___ Texto de lectura ___

Es un tema tan cotidiano, el de la vida y la muerte, que todos tenemos algún ejemplo próximo de un doliente familiar que generalmente a edad avanzada, ha pasado un calvario de varios meses sin nada que se pueda llamar vida digna y menos en caso de enfermedades terminales que conlleven dolorosos desenlaces.
Yo diría que en condiciones de modernidad, el principio que debe de regir cuando un anciano en vía terminal, es que no sufra, y si esto le quita alguna semana de vida, pensemos que si lo que lo mantiene se puede llamar vida digna.
La eutanasia activa, ya es un asunto mucho más complejo, que sin duda debería de poder existir pero de una manera muy regulada y con la iniciativa y responsabilidad total en último término del sujeto implicado, pues pienso que de todos modos, a nadie se le puede hacer vivir a la fuerza, en contra de su voluntad.
Lo que si me parece cruel, falto de todo razonamiento lógico, y propio de mentes malvadas y atávicas, es el caso que aun hoy se presente en algunas familias o con algunos doctores, de no aplicar a fondo medios paliativos a enfermos terminales por mor de que pudiera haber contradicción con determinadas creencias.
Ningún facultativo de la medicina y ningún centro médico, debería de dejar de aplicar medios paliativos a enfermos con dolores insoportables sólo por que la mande la Santa Madre Iglesia y menos por mandato de los fanáticos familiares que creen que el sufrimiento inaguantable de unos últimos días o semanas, les garantiza el reino de los cielos.
Hace falta ser insensible y mal bicho para cumplir nuestros desmanes mentales de una moral equivocada en el cuerpo de familiares que no se puedan valer por si mismos.
Aunque no viene al caso, si que le toca tangencialmente al asunto.
Recuerdo acompañar a mi abuela viuda y campesina, con el duro tipo de vida que esto representaba en la Palma en lo años cincuenta, a algunas ermitas con vírgenes o santos patronos especialmente milagreros, siempre con promesas por cumplir, y ver a mi abuela o a otras pobres señoras con las rodillas sangrando, haciendo penitencia, dando vueltas a la ermita de rodillas, por lo general y en caso de mi abuela, para pedir la intervención del santo de turno en favor de la salud de sus hijos en Venezuela o de la curación con la ayuda del santo de una feroz tosferina de la cual un nietito casi no sale.
Había que ser cruel para que de una posición intelectualmente superior a las pobres campesinas, cosa que ejercía el párroco de turno, permitir tal desafuero que sin duda más que santa costumbre, denota cinismo en grado máximo.
Ruego me disculpen si alguien pude sentirse ofendido en sus creencias, pero a mi, quizás por algún mal recuerdo, es que me pone de muy mal humor.

___ Datos del ejercicio ___

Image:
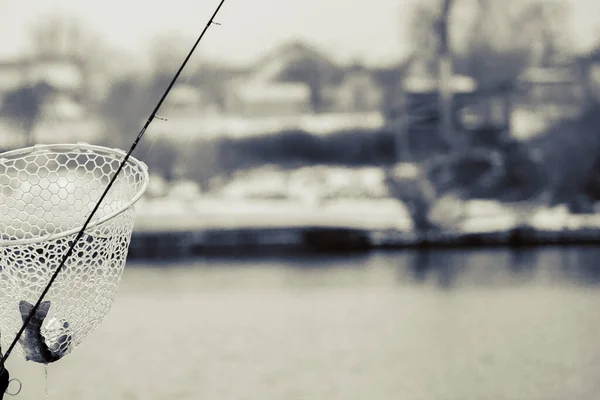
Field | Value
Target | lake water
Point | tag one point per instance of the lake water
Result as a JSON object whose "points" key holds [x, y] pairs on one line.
{"points": [[448, 325]]}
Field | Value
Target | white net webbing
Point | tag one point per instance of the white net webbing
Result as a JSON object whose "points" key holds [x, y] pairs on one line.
{"points": [[46, 194]]}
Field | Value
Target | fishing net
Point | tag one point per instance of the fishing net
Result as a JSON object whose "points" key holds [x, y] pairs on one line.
{"points": [[46, 194]]}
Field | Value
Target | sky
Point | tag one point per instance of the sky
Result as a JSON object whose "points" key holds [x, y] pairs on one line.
{"points": [[371, 30]]}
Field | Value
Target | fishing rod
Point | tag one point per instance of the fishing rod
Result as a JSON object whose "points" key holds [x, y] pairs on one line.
{"points": [[110, 184]]}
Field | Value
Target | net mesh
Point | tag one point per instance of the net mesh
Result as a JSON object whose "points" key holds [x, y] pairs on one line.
{"points": [[46, 194]]}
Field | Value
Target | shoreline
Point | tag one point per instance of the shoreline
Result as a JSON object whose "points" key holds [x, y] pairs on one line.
{"points": [[214, 227]]}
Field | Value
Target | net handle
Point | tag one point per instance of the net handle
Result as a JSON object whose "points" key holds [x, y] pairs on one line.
{"points": [[90, 148]]}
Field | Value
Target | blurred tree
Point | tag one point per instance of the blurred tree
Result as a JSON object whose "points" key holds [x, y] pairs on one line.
{"points": [[492, 41], [304, 64], [23, 107], [61, 37]]}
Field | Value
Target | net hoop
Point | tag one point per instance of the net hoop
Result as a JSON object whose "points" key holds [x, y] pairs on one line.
{"points": [[117, 154]]}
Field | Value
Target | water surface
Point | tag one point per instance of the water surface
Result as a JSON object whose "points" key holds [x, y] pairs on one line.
{"points": [[448, 325]]}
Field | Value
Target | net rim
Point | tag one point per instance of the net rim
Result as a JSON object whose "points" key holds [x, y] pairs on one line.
{"points": [[102, 150]]}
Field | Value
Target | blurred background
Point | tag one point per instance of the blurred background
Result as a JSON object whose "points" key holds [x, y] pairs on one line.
{"points": [[347, 200]]}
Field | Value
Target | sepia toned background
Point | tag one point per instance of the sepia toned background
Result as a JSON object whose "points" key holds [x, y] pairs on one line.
{"points": [[348, 200]]}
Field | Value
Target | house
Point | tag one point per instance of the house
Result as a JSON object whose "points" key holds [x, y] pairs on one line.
{"points": [[357, 92], [62, 77], [288, 81], [268, 99]]}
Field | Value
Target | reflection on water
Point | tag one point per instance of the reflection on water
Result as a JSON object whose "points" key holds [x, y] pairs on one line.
{"points": [[436, 324]]}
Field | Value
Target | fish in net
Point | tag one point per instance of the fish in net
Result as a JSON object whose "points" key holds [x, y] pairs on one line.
{"points": [[46, 194]]}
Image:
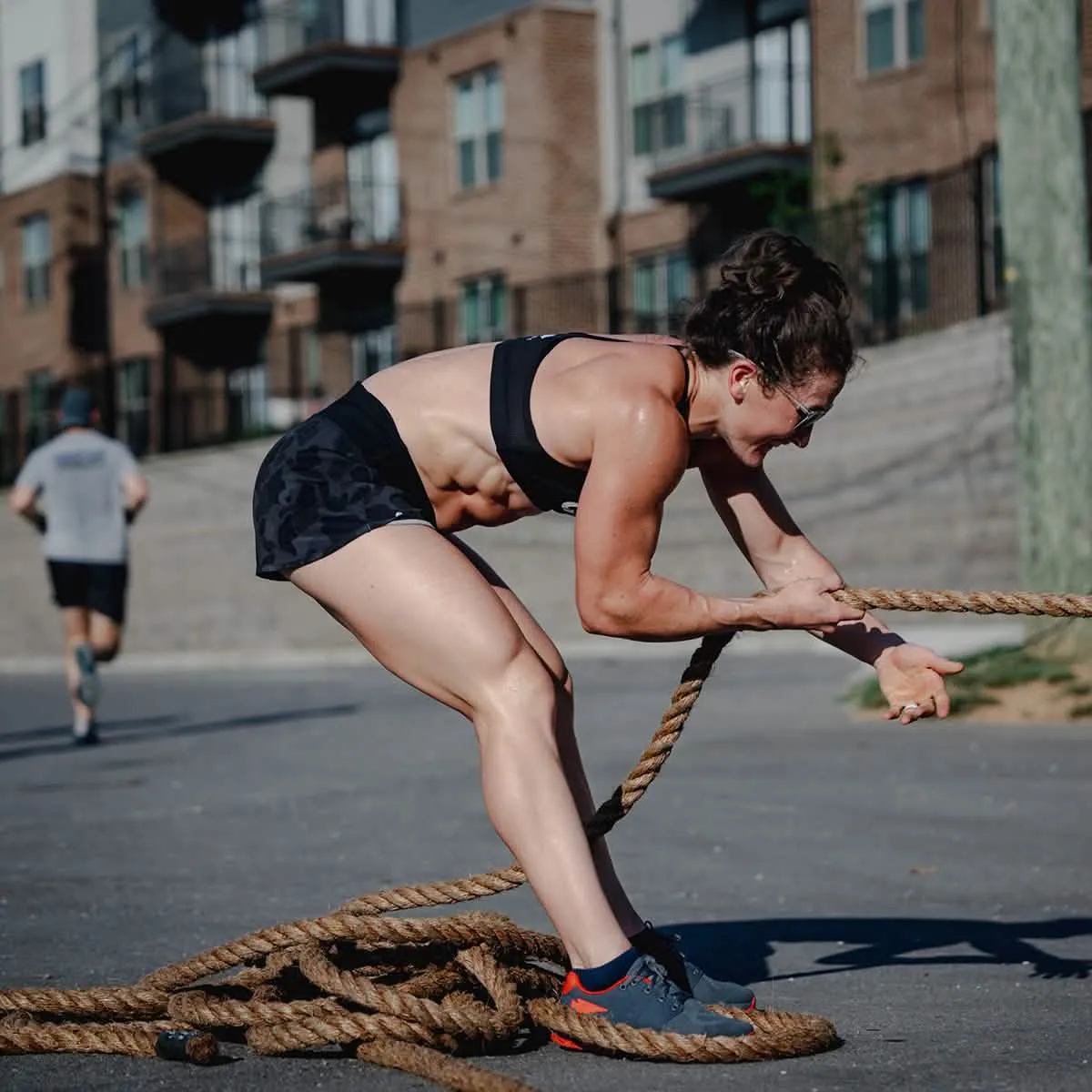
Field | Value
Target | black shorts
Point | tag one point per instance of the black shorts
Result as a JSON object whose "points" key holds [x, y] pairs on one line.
{"points": [[330, 480], [92, 584]]}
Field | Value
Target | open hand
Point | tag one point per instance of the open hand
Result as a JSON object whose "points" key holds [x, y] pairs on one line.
{"points": [[912, 680]]}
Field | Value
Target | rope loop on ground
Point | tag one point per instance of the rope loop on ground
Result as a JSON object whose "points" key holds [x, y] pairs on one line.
{"points": [[412, 994]]}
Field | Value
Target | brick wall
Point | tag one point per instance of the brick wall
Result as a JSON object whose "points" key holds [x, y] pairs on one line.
{"points": [[927, 118], [541, 217], [36, 338]]}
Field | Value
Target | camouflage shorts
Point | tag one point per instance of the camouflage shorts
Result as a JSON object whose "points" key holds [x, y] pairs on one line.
{"points": [[331, 479]]}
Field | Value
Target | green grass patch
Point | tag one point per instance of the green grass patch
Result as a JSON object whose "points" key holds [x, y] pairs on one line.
{"points": [[993, 669]]}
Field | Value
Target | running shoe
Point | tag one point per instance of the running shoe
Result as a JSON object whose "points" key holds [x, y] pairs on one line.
{"points": [[664, 948], [647, 997], [87, 688]]}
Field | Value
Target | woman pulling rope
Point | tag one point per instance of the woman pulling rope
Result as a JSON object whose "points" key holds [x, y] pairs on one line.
{"points": [[359, 507]]}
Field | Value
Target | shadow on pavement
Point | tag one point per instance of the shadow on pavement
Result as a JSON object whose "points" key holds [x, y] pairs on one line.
{"points": [[57, 740], [741, 950]]}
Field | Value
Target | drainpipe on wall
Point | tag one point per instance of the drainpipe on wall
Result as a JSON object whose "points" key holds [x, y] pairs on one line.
{"points": [[614, 225]]}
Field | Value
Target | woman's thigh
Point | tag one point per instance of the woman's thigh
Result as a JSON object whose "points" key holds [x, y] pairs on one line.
{"points": [[423, 610], [534, 634]]}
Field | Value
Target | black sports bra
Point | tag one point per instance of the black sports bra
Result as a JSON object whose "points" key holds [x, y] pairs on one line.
{"points": [[550, 485]]}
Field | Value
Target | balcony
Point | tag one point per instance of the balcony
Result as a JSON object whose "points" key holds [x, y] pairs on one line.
{"points": [[703, 141], [207, 300], [343, 236], [208, 134], [343, 55], [199, 20]]}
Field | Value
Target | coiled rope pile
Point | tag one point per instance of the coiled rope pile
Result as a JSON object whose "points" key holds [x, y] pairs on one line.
{"points": [[410, 993]]}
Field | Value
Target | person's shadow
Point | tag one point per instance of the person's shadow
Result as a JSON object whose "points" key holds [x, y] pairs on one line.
{"points": [[741, 950]]}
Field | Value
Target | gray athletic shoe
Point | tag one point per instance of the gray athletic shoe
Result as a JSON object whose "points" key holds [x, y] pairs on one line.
{"points": [[88, 687], [85, 732], [645, 997], [664, 947]]}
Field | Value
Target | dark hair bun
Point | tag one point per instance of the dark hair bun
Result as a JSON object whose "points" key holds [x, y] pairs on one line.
{"points": [[780, 305]]}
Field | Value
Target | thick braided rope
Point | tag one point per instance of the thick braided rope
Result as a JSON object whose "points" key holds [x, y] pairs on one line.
{"points": [[475, 989], [1022, 603]]}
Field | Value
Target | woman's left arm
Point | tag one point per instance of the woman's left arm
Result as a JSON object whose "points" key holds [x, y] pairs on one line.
{"points": [[911, 676]]}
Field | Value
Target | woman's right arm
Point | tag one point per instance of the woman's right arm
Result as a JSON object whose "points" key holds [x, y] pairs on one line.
{"points": [[640, 452]]}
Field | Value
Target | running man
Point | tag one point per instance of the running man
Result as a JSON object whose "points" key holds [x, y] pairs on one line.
{"points": [[81, 490]]}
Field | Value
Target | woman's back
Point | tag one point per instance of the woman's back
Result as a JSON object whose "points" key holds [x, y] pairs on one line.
{"points": [[441, 405]]}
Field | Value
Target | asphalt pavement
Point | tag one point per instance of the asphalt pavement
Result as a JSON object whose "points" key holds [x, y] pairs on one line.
{"points": [[925, 888]]}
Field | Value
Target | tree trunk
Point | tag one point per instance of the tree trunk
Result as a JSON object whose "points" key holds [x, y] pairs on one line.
{"points": [[1046, 248]]}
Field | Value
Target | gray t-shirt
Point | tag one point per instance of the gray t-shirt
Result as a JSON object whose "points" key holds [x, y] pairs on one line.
{"points": [[76, 479]]}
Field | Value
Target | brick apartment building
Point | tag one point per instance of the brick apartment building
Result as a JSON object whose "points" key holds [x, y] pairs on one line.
{"points": [[303, 191]]}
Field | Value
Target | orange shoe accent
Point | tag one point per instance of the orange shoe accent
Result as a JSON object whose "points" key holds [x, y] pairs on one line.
{"points": [[571, 982], [566, 1043]]}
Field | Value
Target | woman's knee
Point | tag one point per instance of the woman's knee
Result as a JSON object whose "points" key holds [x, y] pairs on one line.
{"points": [[107, 649], [521, 694]]}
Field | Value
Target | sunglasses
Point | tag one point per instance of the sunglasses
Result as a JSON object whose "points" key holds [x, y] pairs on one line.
{"points": [[806, 416]]}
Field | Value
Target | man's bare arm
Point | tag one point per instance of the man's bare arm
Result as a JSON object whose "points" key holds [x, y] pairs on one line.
{"points": [[23, 501]]}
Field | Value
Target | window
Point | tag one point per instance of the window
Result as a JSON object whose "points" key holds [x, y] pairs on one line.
{"points": [[480, 126], [895, 33], [898, 251], [484, 309], [37, 254], [132, 240], [656, 98], [371, 169], [39, 389], [235, 245], [135, 415], [371, 22], [372, 350], [249, 401], [660, 283], [128, 81], [32, 102]]}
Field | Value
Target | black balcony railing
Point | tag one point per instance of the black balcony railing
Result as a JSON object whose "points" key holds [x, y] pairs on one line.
{"points": [[765, 105], [216, 263], [342, 55], [304, 25], [212, 86], [355, 213], [203, 19]]}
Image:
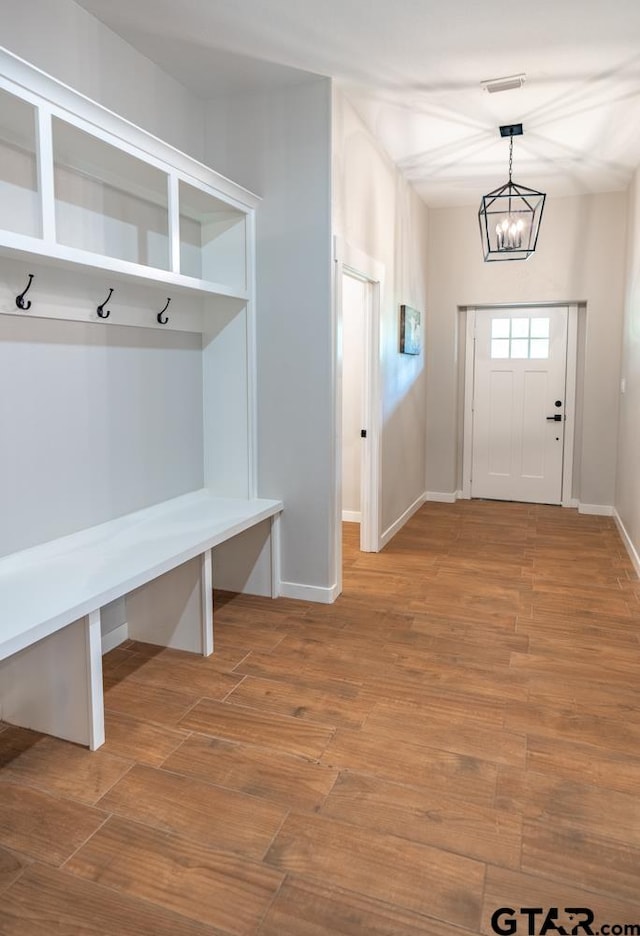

___

→ Tarea de trabajo:
Reproduce al pie de la letra el texto sobre la eutanasia desde "Recuerdo acompañar a" hasta "en grado máximo.", este último incluido. Estos datos proceden de una fuente distinta.

→ Resultado del ejercicio:
Recuerdo acompañar a mi abuela viuda y campesina, con el duro tipo de vida que esto representaba en la Palma en lo años cincuenta, a algunas ermitas con vírgenes o santos patronos especialmente milagreros, siempre con promesas por cumplir, y ver a mi abuela o a otras pobres señoras con las rodillas sangrando, haciendo penitencia, dando vueltas a la ermita de rodillas, por lo general y en caso de mi abuela, para pedir la intervención del santo de turno en favor de la salud de sus hijos en Venezuela o de la curación con la ayuda del santo de una feroz tosferina de la cual un nietito casi no sale.
Había que ser cruel para que de una posición intelectualmente superior a las pobres campesinas, cosa que ejercía el párroco de turno, permitir tal desafuero que sin duda más que santa costumbre, denota cinismo en grado máximo.